Set problem ▸
Please continue the piece on A Night in Casablanca from where its last paragraph ends.
-- Start of Reading passage --
A Night in Casablanca sees the Marx Brothers inching closer to the end of the road of performing as a trio on the big screen.
“Round up all the likely suspects.” – Prefect of Police (Dan Seymour)
What’s interesting about this film is that it’s known more for Groucho’s legendary letters surrounding its creation. Word had it that Warner Bros. threatened to sue over the film’s title. Casablanca had only come out a few years earlier. The brothers may have capitalized on the name but the plot itself is a classic Marx Brothers send-up of spy/intrigue dramas. The studio’s legal department threatened to sue, forcing Groucho to respond in a way that only he could. However, Warner Bros. planned to sue when the film was going to be an outright parody of Casablanca. The film, as we know, evolved to be a send-up of the genre instead. But as it turned out, this was a publicity stunt by the Marx Brothers to draw attention to the film! Brilliant. Sheer brilliance!
A Night in Casablanca takes place shortly after World War II where three consecutive managers of the Hotel Casablanca have been murdered. Lieutenant Pierre Delbar (Charles Drake) theorizes what may have happened when he tells his war stories to the police. The Nazis forced him to fly stolen treasures to South America but he crashed the plane in Casablanca instead. The hotel had been under Nazi control at the time, leading Pierre to think that the deaths are tied to the treasure.
A Nazi criminal, Heinrich Stubel (Sig Ruman) disguises himself as Count Max Pfefferman with plans to reclaim stolen art treasures hidden inside the hotel. Ronald Kornblow (Groucho Marx) happens to announce his arrival as the newest hotel manager. What could possibly go wrong? Oh, right. Stubel plans to get away with murder once more. He’ll have to go through Kornblow’s newest bodyguard, Corbaccio (Chico Marx). Stubel’s own valet, Rusty (Harpo Marx), is even working against him! Anyway, the Nazi sends Beatrice Reiner (Lisette Verea) to romance Kornblow in attempt after attempt at killing the new manager. She eventually turns against Max.
There a few scenes here and there that had me laughing quite a bit. Alas, it just isn’t the same as their Paramount films or earlier MGM films overseen by Irving Thalberg. The fact of the matter is that their best days as a trio were behind them. That’s not to say the film isn’t funny but it simply doesn’t live up to their earlier standards. The gag that had me howling was when Kornblow, Corbaccio, and Rusty, rushed over to the hotel, meet Beatrice, and then break into Heinrich Stubel’s hotel room, only to drive him mad by unpacking his bags. When a Marx Brothers gag works, it works!
-- End of Reading passage --
-- Start of Material supplied --
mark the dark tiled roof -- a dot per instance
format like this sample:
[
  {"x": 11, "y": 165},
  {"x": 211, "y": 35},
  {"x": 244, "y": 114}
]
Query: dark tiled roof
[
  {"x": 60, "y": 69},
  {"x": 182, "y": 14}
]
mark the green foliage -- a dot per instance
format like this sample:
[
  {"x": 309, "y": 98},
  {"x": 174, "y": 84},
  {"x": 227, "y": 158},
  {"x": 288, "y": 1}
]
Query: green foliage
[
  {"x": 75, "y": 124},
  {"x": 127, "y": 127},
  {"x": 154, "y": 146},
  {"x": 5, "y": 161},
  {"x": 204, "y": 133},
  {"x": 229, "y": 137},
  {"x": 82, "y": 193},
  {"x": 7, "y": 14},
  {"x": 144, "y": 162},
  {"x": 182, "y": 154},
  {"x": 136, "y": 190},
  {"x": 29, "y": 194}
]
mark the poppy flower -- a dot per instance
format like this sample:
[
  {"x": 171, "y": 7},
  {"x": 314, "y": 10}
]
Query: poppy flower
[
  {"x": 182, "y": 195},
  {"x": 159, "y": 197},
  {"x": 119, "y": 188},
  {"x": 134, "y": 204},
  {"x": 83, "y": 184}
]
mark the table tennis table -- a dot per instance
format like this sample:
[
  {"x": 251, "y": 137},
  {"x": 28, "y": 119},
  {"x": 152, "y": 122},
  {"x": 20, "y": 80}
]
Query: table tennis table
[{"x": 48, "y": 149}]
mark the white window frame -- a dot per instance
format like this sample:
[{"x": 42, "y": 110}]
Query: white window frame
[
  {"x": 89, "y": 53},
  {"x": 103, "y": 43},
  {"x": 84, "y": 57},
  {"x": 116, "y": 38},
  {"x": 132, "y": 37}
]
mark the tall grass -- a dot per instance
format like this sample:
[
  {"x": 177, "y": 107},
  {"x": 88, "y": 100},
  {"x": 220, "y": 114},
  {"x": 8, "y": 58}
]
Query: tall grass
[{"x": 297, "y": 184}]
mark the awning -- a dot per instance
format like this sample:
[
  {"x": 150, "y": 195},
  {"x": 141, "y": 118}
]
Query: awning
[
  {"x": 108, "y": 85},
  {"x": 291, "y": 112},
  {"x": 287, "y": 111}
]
-- End of Material supplied --
Written response ▸
I meant to watch the film back in November when I was running the Marx Brothers retrospective timed to the Duck Soup anniversary. Unfortunately, time got away from me during awards season. But anyway, I picked the film up when I was at the library the other day. Two more Marx Brothers movies were DVR’d overnight when they aired during the TCM marathon. I’ll have those reviews up shortly after viewing.
This was my second viewing of the film but my first since watching several Marx Brothers movies back in summer 2007. Not that I’ve watched Love Happy yet but this was initially planned to be their final film together. After all, they hadn’t done a film together since The Big Store in 1941. It would be another few years before they did the Harpo-focused Love Happy. While that may be the last film they did together as the Marx Brothers, this really feels like the last film meant as a Marx Brothers vehicle. All three would appear in The Story of Mankind but not in the same scene, nor as a primary vehicle for the brothers.
A Night in Casablanca has its moments–when it works, it works–but its a far cry from their best work at Paramount or MGM.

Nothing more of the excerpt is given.